**What is required:**
Please pick out and copy every line below that contains the word "segment". Case counts.
■ ■ ■ ■ ■ ■ ■
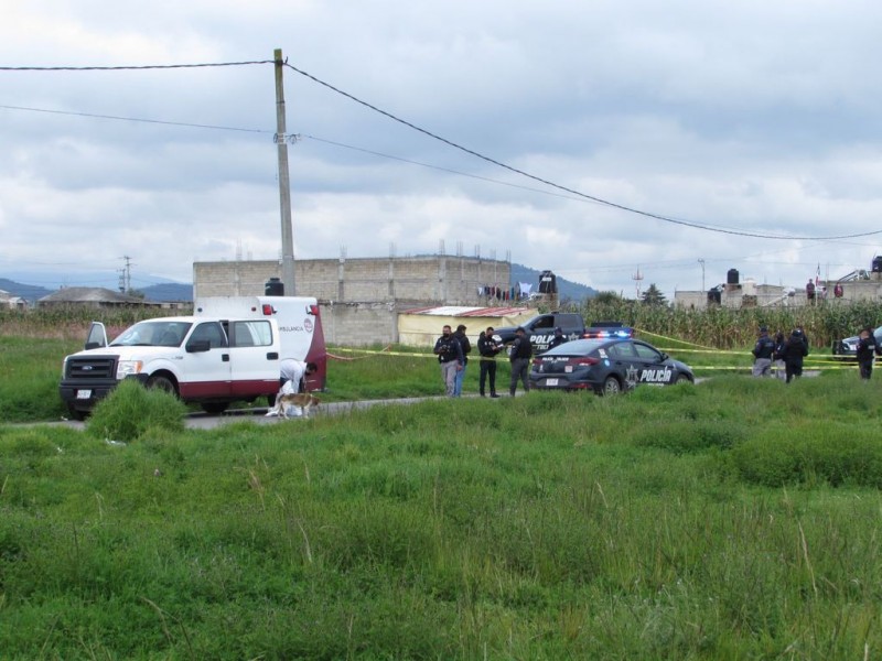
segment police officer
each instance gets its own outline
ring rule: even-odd
[[[441,378],[444,380],[444,392],[448,397],[453,397],[456,387],[456,372],[462,369],[463,355],[462,347],[450,326],[445,325],[441,329],[441,337],[434,343],[432,351],[438,356],[441,364]]]
[[[768,328],[760,326],[760,337],[753,346],[753,376],[772,376],[772,355],[775,353],[775,340],[768,337]]]
[[[551,338],[551,342],[548,343],[548,348],[553,349],[555,347],[562,345],[567,342],[567,336],[563,335],[563,329],[558,326],[555,328],[555,337]]]
[[[530,345],[530,338],[527,337],[527,332],[523,326],[517,327],[515,336],[512,354],[508,357],[512,361],[512,382],[508,384],[508,393],[512,397],[515,397],[515,392],[517,392],[518,379],[524,383],[524,392],[529,392],[530,383],[527,379],[527,371],[530,367],[530,358],[533,358],[533,345]]]
[[[858,338],[858,367],[861,379],[869,380],[873,376],[873,357],[880,355],[880,347],[875,344],[873,329],[867,326]]]
[[[478,378],[478,391],[481,397],[484,397],[484,384],[490,377],[490,395],[499,397],[496,394],[496,354],[502,351],[503,347],[495,339],[493,339],[493,326],[487,326],[486,330],[482,330],[477,336],[477,353],[481,354],[481,377]]]

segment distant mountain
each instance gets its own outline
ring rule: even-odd
[[[49,296],[51,293],[58,291],[60,288],[46,289],[45,286],[37,286],[34,284],[22,284],[14,280],[0,278],[0,290],[9,292],[13,296],[20,296],[31,304],[35,303],[43,296]],[[150,284],[140,288],[138,291],[143,292],[144,299],[148,301],[176,301],[176,302],[191,302],[193,301],[193,285],[183,284],[181,282],[163,282],[161,284]]]
[[[553,273],[553,269],[551,270]],[[536,269],[530,269],[529,267],[525,267],[524,264],[512,264],[512,284],[517,282],[527,282],[533,285],[533,291],[539,291],[539,275],[541,275],[541,271],[537,271]],[[598,290],[594,288],[588,286],[585,284],[579,284],[578,282],[572,282],[560,275],[557,275],[557,284],[558,284],[558,297],[561,301],[570,300],[570,301],[584,301],[585,299],[593,299],[598,295]]]
[[[163,284],[151,284],[150,286],[142,286],[138,291],[143,292],[148,301],[174,301],[174,302],[193,302],[193,285],[182,284],[180,282],[166,282]]]
[[[13,296],[19,296],[25,301],[33,303],[37,299],[49,296],[55,290],[47,290],[44,286],[36,286],[34,284],[22,284],[6,278],[0,278],[0,290],[9,292]]]

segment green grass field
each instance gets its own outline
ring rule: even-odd
[[[74,348],[0,337],[7,421],[61,414]],[[346,356],[327,397],[441,392],[423,356]],[[0,426],[0,657],[878,658],[856,371],[213,431],[121,389],[85,432]]]

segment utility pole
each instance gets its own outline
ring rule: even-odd
[[[284,295],[293,296],[294,235],[291,225],[291,182],[288,175],[288,136],[284,122],[284,76],[282,50],[273,52],[276,61],[276,144],[279,149],[279,205],[282,220],[282,284]]]

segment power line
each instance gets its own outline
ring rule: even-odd
[[[117,121],[136,121],[136,122],[143,122],[143,123],[155,123],[155,124],[165,124],[170,127],[187,127],[193,129],[215,129],[218,131],[241,131],[246,133],[270,133],[272,134],[273,131],[268,131],[265,129],[243,129],[238,127],[223,127],[217,124],[201,124],[201,123],[191,123],[184,121],[163,121],[160,119],[143,119],[139,117],[120,117],[117,115],[98,115],[94,112],[75,112],[73,110],[47,110],[45,108],[28,108],[25,106],[3,106],[0,105],[0,108],[4,108],[7,110],[26,110],[29,112],[47,112],[50,115],[69,115],[73,117],[90,117],[94,119],[114,119]]]
[[[320,78],[316,78],[312,74],[309,74],[309,73],[306,73],[306,72],[304,72],[302,69],[297,68],[295,66],[289,64],[287,61],[283,64],[284,64],[284,66],[287,66],[291,71],[294,71],[298,74],[300,74],[301,76],[305,76],[306,78],[310,78],[311,80],[314,80],[319,85],[322,85],[322,86],[331,89],[332,91],[335,91],[335,93],[337,93],[337,94],[340,94],[340,95],[342,95],[342,96],[355,101],[356,104],[361,104],[362,106],[364,106],[366,108],[369,108],[370,110],[374,110],[375,112],[384,115],[385,117],[388,117],[392,121],[397,121],[398,123],[401,123],[401,124],[404,124],[406,127],[409,127],[409,128],[413,129],[415,131],[423,133],[424,136],[428,136],[429,138],[432,138],[433,140],[438,140],[439,142],[443,142],[444,144],[448,144],[448,145],[450,145],[450,147],[452,147],[454,149],[458,149],[458,150],[460,150],[462,152],[471,154],[471,155],[473,155],[473,156],[475,156],[477,159],[481,159],[482,161],[486,161],[487,163],[492,163],[494,165],[497,165],[498,167],[503,167],[504,170],[508,170],[509,172],[514,172],[516,174],[519,174],[521,176],[526,176],[527,178],[531,178],[531,180],[534,180],[536,182],[546,184],[546,185],[551,186],[553,188],[558,188],[560,191],[564,191],[564,192],[570,193],[572,195],[577,195],[579,197],[583,197],[585,199],[590,199],[592,202],[596,202],[599,204],[602,204],[602,205],[605,205],[605,206],[609,206],[609,207],[612,207],[612,208],[615,208],[615,209],[620,209],[622,212],[626,212],[626,213],[630,213],[630,214],[637,214],[639,216],[645,216],[647,218],[655,218],[656,220],[663,220],[665,223],[671,223],[674,225],[682,225],[685,227],[691,227],[691,228],[695,228],[695,229],[702,229],[704,231],[716,231],[716,232],[720,232],[720,234],[735,235],[735,236],[742,236],[742,237],[752,237],[752,238],[756,238],[756,239],[828,241],[828,240],[837,240],[837,239],[854,239],[854,238],[858,238],[858,237],[869,237],[869,236],[882,234],[882,229],[880,229],[880,230],[875,230],[875,231],[867,231],[867,232],[852,234],[852,235],[829,236],[829,237],[797,237],[797,236],[785,236],[785,235],[768,235],[768,234],[761,234],[761,232],[742,231],[742,230],[738,230],[738,229],[727,229],[727,228],[721,228],[721,227],[712,227],[712,226],[709,226],[709,225],[701,225],[701,224],[698,224],[698,223],[690,223],[690,221],[687,221],[687,220],[679,220],[679,219],[676,219],[676,218],[671,218],[669,216],[663,216],[660,214],[654,214],[654,213],[650,213],[650,212],[644,212],[642,209],[630,207],[630,206],[626,206],[626,205],[623,205],[623,204],[617,204],[617,203],[611,202],[609,199],[603,199],[602,197],[595,197],[594,195],[588,195],[587,193],[582,193],[580,191],[576,191],[574,188],[569,188],[567,186],[562,186],[560,184],[556,184],[555,182],[551,182],[549,180],[536,176],[535,174],[530,174],[528,172],[525,172],[523,170],[519,170],[517,167],[514,167],[512,165],[508,165],[506,163],[497,161],[496,159],[492,159],[491,156],[486,156],[486,155],[484,155],[484,154],[482,154],[480,152],[476,152],[476,151],[474,151],[472,149],[469,149],[466,147],[458,144],[456,142],[453,142],[452,140],[448,140],[447,138],[442,138],[441,136],[438,136],[435,133],[432,133],[431,131],[428,131],[428,130],[426,130],[423,128],[420,128],[420,127],[416,126],[415,123],[411,123],[411,122],[409,122],[409,121],[407,121],[405,119],[401,119],[400,117],[397,117],[397,116],[392,115],[391,112],[387,112],[386,110],[377,108],[376,106],[374,106],[372,104],[368,104],[367,101],[364,101],[364,100],[359,99],[358,97],[348,94],[347,91],[343,91],[342,89],[338,89],[337,87],[334,87],[330,83],[325,83],[324,80],[322,80]]]
[[[228,66],[247,66],[247,65],[255,65],[255,64],[273,64],[275,65],[276,62],[273,59],[257,59],[257,61],[245,61],[245,62],[222,62],[222,63],[198,63],[198,64],[169,64],[169,65],[138,65],[138,66],[136,66],[136,65],[121,65],[121,66],[18,66],[18,67],[0,66],[0,71],[6,71],[6,72],[87,72],[87,71],[110,72],[110,71],[144,71],[144,69],[228,67]],[[622,210],[622,212],[625,212],[625,213],[637,214],[639,216],[644,216],[644,217],[647,217],[647,218],[654,218],[656,220],[662,220],[664,223],[670,223],[670,224],[680,225],[680,226],[684,226],[684,227],[691,227],[693,229],[701,229],[701,230],[704,230],[704,231],[713,231],[713,232],[719,232],[719,234],[727,234],[727,235],[733,235],[733,236],[743,236],[743,237],[751,237],[751,238],[757,238],[757,239],[771,239],[771,240],[832,241],[832,240],[842,240],[842,239],[854,239],[854,238],[861,238],[861,237],[869,237],[869,236],[874,236],[874,235],[882,234],[882,230],[875,230],[875,231],[868,231],[868,232],[858,232],[858,234],[838,235],[838,236],[827,236],[827,237],[800,237],[800,236],[793,236],[793,235],[770,235],[770,234],[762,234],[762,232],[749,232],[749,231],[743,231],[743,230],[738,230],[738,229],[732,229],[732,228],[725,228],[725,227],[714,227],[712,225],[692,223],[692,221],[688,221],[688,220],[673,218],[670,216],[663,216],[660,214],[655,214],[655,213],[652,213],[652,212],[645,212],[643,209],[637,209],[635,207],[630,207],[630,206],[626,206],[626,205],[623,205],[623,204],[611,202],[609,199],[604,199],[602,197],[596,197],[594,195],[589,195],[587,193],[582,193],[582,192],[577,191],[574,188],[570,188],[568,186],[563,186],[561,184],[557,184],[557,183],[555,183],[552,181],[542,178],[540,176],[530,174],[530,173],[528,173],[528,172],[526,172],[524,170],[519,170],[517,167],[514,167],[512,165],[508,165],[506,163],[497,161],[496,159],[493,159],[493,158],[484,155],[484,154],[482,154],[482,153],[480,153],[477,151],[474,151],[472,149],[463,147],[463,145],[461,145],[461,144],[459,144],[456,142],[453,142],[452,140],[448,140],[447,138],[438,136],[437,133],[428,131],[428,130],[426,130],[426,129],[423,129],[421,127],[418,127],[417,124],[415,124],[412,122],[409,122],[409,121],[407,121],[405,119],[401,119],[400,117],[397,117],[396,115],[392,115],[391,112],[387,112],[386,110],[383,110],[383,109],[380,109],[380,108],[378,108],[378,107],[376,107],[376,106],[374,106],[372,104],[368,104],[367,101],[364,101],[364,100],[359,99],[358,97],[356,97],[356,96],[354,96],[352,94],[348,94],[348,93],[346,93],[346,91],[344,91],[344,90],[331,85],[330,83],[325,83],[324,80],[322,80],[320,78],[316,78],[312,74],[309,74],[309,73],[306,73],[306,72],[304,72],[304,71],[302,71],[302,69],[289,64],[287,59],[283,62],[283,65],[287,66],[288,68],[290,68],[291,71],[293,71],[293,72],[295,72],[295,73],[298,73],[298,74],[300,74],[302,76],[305,76],[306,78],[310,78],[311,80],[318,83],[319,85],[322,85],[322,86],[331,89],[332,91],[335,91],[336,94],[338,94],[341,96],[344,96],[344,97],[346,97],[346,98],[348,98],[348,99],[351,99],[351,100],[353,100],[353,101],[355,101],[355,102],[357,102],[357,104],[359,104],[359,105],[362,105],[362,106],[364,106],[364,107],[366,107],[366,108],[368,108],[370,110],[374,110],[375,112],[378,112],[379,115],[388,117],[392,121],[396,121],[396,122],[401,123],[401,124],[404,124],[406,127],[409,127],[410,129],[413,129],[415,131],[418,131],[420,133],[423,133],[424,136],[428,136],[429,138],[432,138],[433,140],[438,140],[439,142],[443,142],[444,144],[448,144],[448,145],[450,145],[450,147],[452,147],[452,148],[454,148],[456,150],[460,150],[460,151],[462,151],[464,153],[467,153],[467,154],[473,155],[473,156],[475,156],[477,159],[481,159],[481,160],[483,160],[483,161],[485,161],[487,163],[492,163],[493,165],[496,165],[496,166],[502,167],[504,170],[508,170],[509,172],[513,172],[515,174],[519,174],[521,176],[525,176],[525,177],[530,178],[533,181],[539,182],[539,183],[545,184],[547,186],[551,186],[552,188],[557,188],[559,191],[563,191],[563,192],[569,193],[571,195],[576,195],[577,197],[584,198],[584,199],[594,202],[596,204],[601,204],[601,205],[604,205],[604,206],[607,206],[607,207],[611,207],[611,208],[615,208],[615,209],[619,209],[619,210]],[[3,107],[3,108],[15,108],[13,106],[0,106],[0,107]],[[24,108],[15,108],[15,109],[24,109]],[[40,110],[36,110],[36,109],[32,109],[32,110],[40,111]],[[45,110],[45,112],[60,112],[60,111]],[[97,118],[104,118],[104,119],[128,119],[128,120],[131,120],[131,121],[144,121],[144,122],[149,122],[149,123],[163,123],[163,124],[171,124],[171,126],[187,126],[187,127],[194,127],[194,128],[212,128],[212,129],[222,129],[222,130],[240,130],[240,131],[250,131],[250,132],[269,132],[269,131],[260,131],[260,130],[254,130],[254,129],[250,129],[250,130],[249,129],[236,129],[236,128],[233,128],[233,127],[215,127],[215,126],[209,126],[209,124],[192,124],[192,123],[184,123],[184,122],[164,122],[164,121],[158,121],[158,120],[135,120],[135,119],[131,119],[131,118],[120,118],[120,117],[114,117],[114,116],[99,116],[99,115],[87,115],[87,113],[69,113],[69,115],[82,115],[84,117],[97,117]],[[455,172],[455,171],[452,171],[452,172]],[[461,174],[461,173],[459,173],[459,174]],[[476,178],[482,178],[482,177],[476,177]],[[490,181],[493,181],[493,180],[490,180]],[[497,183],[501,183],[501,182],[497,182]]]
[[[247,62],[205,62],[201,64],[144,64],[121,66],[0,66],[0,72],[130,72],[144,69],[211,68],[223,66],[248,66],[251,64],[275,64],[273,59],[251,59]]]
■ ■ ■ ■ ■ ■ ■
**Problem solution:**
segment police officer
segment distant mountain
segment green grass field
segment utility pole
segment power line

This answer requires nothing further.